Records from a data source —
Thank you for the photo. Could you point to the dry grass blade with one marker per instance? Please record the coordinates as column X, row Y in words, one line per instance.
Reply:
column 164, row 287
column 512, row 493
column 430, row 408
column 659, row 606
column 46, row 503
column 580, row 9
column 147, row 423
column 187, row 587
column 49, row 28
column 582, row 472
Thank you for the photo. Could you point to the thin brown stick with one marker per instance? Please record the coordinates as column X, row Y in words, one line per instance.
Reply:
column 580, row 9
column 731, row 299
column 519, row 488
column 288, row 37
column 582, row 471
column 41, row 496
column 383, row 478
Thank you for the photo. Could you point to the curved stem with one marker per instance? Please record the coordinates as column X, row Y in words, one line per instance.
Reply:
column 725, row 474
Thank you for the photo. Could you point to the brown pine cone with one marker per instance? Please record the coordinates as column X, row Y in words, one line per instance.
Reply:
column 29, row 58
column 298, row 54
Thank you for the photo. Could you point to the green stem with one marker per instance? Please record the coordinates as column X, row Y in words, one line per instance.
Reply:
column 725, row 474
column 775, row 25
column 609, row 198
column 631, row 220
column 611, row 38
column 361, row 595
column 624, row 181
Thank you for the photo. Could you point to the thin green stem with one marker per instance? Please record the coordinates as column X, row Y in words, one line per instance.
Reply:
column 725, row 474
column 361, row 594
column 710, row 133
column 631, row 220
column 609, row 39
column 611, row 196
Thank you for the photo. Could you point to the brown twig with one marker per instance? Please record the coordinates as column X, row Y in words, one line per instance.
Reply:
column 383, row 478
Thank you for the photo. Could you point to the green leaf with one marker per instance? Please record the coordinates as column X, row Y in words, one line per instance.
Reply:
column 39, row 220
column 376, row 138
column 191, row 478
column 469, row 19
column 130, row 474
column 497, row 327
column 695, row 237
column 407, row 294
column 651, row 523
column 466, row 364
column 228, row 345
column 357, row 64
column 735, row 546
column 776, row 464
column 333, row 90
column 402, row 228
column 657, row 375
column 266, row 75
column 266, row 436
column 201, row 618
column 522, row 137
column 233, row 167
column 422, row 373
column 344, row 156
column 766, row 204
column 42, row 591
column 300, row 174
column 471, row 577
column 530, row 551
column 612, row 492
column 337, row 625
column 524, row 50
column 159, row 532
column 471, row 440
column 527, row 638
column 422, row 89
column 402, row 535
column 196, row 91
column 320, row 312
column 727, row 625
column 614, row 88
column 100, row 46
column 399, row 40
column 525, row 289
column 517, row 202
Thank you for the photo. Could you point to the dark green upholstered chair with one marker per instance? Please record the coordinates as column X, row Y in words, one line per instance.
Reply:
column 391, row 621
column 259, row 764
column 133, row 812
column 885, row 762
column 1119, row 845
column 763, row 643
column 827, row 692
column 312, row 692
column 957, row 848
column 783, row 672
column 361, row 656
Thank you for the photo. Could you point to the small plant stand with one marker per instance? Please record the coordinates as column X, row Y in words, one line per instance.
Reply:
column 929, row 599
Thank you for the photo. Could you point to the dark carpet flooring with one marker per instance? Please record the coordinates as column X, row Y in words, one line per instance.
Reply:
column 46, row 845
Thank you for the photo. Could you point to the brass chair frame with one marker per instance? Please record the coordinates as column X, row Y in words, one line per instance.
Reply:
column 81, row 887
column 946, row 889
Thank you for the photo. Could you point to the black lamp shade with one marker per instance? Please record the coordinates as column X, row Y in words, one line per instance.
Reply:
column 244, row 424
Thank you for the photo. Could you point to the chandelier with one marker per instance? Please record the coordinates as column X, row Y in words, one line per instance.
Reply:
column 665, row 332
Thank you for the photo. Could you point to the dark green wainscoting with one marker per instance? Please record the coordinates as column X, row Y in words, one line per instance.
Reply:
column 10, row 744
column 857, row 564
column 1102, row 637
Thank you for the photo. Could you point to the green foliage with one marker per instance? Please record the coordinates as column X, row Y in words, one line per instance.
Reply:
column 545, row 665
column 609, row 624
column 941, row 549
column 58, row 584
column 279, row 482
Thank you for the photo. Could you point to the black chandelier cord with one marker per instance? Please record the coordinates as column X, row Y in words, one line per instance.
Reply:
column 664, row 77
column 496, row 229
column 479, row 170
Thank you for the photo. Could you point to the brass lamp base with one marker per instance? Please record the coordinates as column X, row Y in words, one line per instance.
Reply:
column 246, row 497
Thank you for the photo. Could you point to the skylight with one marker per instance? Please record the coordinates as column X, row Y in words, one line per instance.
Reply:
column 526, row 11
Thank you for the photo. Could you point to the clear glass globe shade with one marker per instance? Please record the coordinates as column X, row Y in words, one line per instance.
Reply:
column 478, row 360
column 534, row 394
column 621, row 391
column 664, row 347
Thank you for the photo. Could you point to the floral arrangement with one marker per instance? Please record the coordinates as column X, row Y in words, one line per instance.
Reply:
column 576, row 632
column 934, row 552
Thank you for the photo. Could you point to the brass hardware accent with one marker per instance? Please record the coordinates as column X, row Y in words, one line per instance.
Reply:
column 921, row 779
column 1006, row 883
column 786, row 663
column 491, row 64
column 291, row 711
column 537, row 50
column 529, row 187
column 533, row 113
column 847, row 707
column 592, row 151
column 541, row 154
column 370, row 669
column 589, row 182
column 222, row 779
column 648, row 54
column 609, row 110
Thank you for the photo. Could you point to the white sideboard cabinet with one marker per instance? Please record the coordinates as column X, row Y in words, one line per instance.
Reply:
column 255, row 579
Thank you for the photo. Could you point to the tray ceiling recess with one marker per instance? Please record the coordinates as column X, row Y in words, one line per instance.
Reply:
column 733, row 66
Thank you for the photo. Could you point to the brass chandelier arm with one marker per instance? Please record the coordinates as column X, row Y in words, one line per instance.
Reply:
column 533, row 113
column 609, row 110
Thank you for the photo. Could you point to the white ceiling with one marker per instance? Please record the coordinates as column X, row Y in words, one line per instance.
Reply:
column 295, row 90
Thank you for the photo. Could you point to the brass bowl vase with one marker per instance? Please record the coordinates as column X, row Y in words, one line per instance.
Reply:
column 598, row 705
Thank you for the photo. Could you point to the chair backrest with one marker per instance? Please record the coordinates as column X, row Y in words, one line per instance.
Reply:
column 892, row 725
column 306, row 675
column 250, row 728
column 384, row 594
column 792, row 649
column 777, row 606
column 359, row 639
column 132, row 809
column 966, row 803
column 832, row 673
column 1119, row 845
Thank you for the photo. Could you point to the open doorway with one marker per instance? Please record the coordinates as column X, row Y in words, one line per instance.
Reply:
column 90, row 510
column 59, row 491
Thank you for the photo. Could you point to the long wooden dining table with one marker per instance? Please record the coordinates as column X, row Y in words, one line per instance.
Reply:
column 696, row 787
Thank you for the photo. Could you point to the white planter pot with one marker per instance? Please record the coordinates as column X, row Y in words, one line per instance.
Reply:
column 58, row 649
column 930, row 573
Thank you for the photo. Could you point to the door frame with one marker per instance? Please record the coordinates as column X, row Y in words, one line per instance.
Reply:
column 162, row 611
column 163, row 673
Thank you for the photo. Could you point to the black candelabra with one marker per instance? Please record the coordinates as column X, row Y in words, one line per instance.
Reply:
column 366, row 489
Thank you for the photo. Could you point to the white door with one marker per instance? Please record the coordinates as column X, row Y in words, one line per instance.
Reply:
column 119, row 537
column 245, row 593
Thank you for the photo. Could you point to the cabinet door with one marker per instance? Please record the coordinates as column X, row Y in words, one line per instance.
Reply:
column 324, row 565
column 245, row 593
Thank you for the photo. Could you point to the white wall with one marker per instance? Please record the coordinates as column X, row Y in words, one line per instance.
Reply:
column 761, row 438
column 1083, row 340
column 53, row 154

Exercise brief — Retype the stretch of entries above, from the line containing "dark green upholstered" through the line containing "column 361, row 656", keeping every line the same.

Answer —
Thank you for the photo. Could you point to the dark green upholstered chair with one marker per instance? Please record the coordinates as column X, row Y in words, one line per instance.
Reply:
column 391, row 621
column 259, row 764
column 133, row 812
column 885, row 762
column 1119, row 845
column 763, row 643
column 827, row 692
column 312, row 692
column 957, row 848
column 783, row 672
column 361, row 656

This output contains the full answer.